02.12.2020 Interessa-me particularmente a resistência II

 





I

Jaume não gostava do lugar-comum, mas não hesitava sempre que precisava de um. Quando lhe perguntavam de que lado da barricada se encontrava, Jaume socorria-se sorridentemente de um cliché: sou um conservador de utopias e outras cidades imaginárias. Jaume, como os gregos, gostava de equilíbrios e como os gregos, gostava de não ser perturbado (mas aí mentia) - ou ainda: Jaume queria ser livre, até de sucessores. Jaume dizia entre-dentes, pelas esplanadas dos cafés e pelos foyers de teatros, que lutava pela preservação (quase ecológica) de um tempo às lascas. Dizia Jaume que na sua utopia-cidade, as mulheres se misturavam com os escravos no senado e aos apátridas ilegais - e só aos ilegais - estava destinada a fina tarefa de ensinar.

II

“SIM ao estado de emergência (67%), SIM à proibição de sair do concelho de residência (57%) e ao recolher obrigatório (67%) nos dois fins de semana prolongados de dezembro. E um SIM ainda mais rotundo a restrições que dificultem as viagens e reuniões familiares no Natal (71%) e no Ano Novo (78%). Os portugueses estão preparados para sacrificar o período de festas deste ano.Jornal de Notícias, 28 de Novembro de 2020, quarenta e cinco anos e três dias depois.”

III

Mas Jaume, para além da sua ficção, tinha também uma contemporaneidade. Vivia em tempos complicados: com doenças consagradas, medos em videovigilância, guerras sanitárias, repressão de liberdades (dependendo do horário e/ou da profissão) irracionalidades voluntárias, unanimismos em exaltação e principalmente, tempos onde toda a resistência sensorial era intolerada com direito a humilhação instantânea em espaço digital e bloqueio de acesso às melhores séries em streaming nas noites de sábado em prisão-domiciliária.

__Dados recolhidos__:
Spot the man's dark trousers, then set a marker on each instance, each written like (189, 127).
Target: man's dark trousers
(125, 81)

__Enunciado__:
Prossiga o texto sobre Jaume a partir da última frase apresentada.

__Resolução__:
IV

“Vasco Pulido Valente escreveu como só poderia escrever alguém que gostasse intensamente de Portugal e dos seus “indígenas”. Distribuindo bordoadas a torto e a direito, num português depurado e requintado, V.P.V. combateu as manifestações do nosso atraso”. “V.P.V., como Eça, moía de pancada a mediocridade, o provincianismo e a autocomiseração nacionais.” Sérgio Sousa Pinto.

V

Murmurava Jaume, em São Sebastião de Mântua, entretanto transformada em sauna mista, que na sua utopia-cidade, todos as pessoas caminhavam (em linha torta) com uma pilha de vinte e dois livros à sua cabeça. Sempre que uma pessoa caía, os livros continuavam a pairar, à espera de nova cabeça. Ou não. Talvez isso fosse uma mentira de outras cidades imaginárias – não da de Jaume.  A utopia-cidade de Jaume, um espaço fragmentado de momentos que mal chegaram a existir, cumpria-se apenas nos delírios da nossa resistente personagem, imbuído da estranha missão de propagandear uma história - com agá grande - extraviada nos excessos dos tempos transformação digital.

VI

“Legou-nos o seu olhar inconfundível acerca do que somos, levou a vida que quis e depois morreu. Livre, até de sucessores. Um grande escritor não pode pedir muito mais da vida.”